» **Problem to solve**:
Make an exact copy of the records, dropping all pictures.

━━━━━ Extracted information

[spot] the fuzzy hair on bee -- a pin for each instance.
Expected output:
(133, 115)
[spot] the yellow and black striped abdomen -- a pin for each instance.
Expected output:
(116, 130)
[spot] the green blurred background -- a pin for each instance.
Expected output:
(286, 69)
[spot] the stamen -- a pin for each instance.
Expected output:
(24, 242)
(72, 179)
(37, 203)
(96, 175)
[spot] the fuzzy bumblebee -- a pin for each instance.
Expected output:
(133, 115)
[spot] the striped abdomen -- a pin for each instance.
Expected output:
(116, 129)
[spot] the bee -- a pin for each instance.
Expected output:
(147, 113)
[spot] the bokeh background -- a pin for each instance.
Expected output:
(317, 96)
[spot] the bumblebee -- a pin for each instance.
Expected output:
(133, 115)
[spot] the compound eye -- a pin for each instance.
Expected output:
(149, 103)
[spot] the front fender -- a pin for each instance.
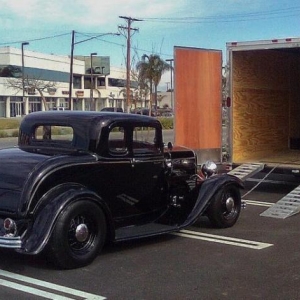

━━━━━━━━━━

» **Result for this exercise**:
[spot] the fuzzy hair on bee -- a pin for each instance.
Expected output:
(133, 115)
[spot] the yellow and black striped abdomen -- a pin for each instance.
Expected output:
(116, 130)
[spot] the green blurred background -- a pin for each instance.
Expected output:
(286, 69)
[spot] the stamen -- a pin for each instance.
Expected output:
(24, 242)
(72, 179)
(37, 203)
(96, 175)
[spot] the fuzzy bumblebee -- a pin for each instance.
Expected output:
(133, 115)
[spot] the striped abdomen -- a pin for each instance.
Expected output:
(116, 129)
[spot] the bee -- a pin for each instance.
Expected output:
(147, 113)
[spot] the bokeh background -- a pin for each instance.
Expected output:
(317, 96)
[spot] the bumblebee -- a pin for each instance.
Expected output:
(133, 115)
[spot] the compound eye -- a pin for each instance.
Expected output:
(149, 103)
[spot] the front fender -- a pin for each instance.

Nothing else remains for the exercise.